Required work:
Write out every line from the one containing "Where can you see the antelope" down to the one containing "Where can you see the bare", and shift each answer coordinate by adding 108 to both of its numbers. Keep every other line in that span as it is.

Supplied material:

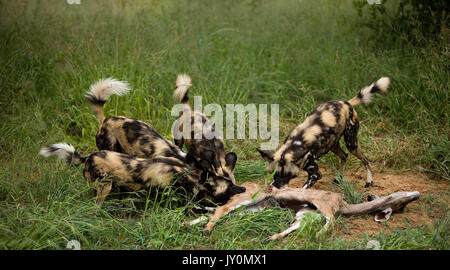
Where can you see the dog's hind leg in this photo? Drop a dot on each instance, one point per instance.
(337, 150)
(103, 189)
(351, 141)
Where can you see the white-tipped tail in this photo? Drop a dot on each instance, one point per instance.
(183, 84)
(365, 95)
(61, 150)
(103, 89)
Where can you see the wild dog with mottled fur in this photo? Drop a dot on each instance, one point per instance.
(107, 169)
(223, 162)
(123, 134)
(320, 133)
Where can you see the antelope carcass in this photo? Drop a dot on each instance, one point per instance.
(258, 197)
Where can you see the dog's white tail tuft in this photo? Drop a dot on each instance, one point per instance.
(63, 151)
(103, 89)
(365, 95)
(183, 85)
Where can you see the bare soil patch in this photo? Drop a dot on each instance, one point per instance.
---
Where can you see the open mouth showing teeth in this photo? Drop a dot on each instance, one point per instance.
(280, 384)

The reply:
Where can you see the antelope carcass in this photo? Drop a dot on each instance, one point per instance.
(366, 305)
Where can you see the dog's white tail tuft in this photo? Drop a dot on each instance, one point per instance.
(171, 259)
(211, 197)
(473, 203)
(291, 193)
Where can you see the bare soil patch in this photo? Drop a dot on each instance, one point per instance.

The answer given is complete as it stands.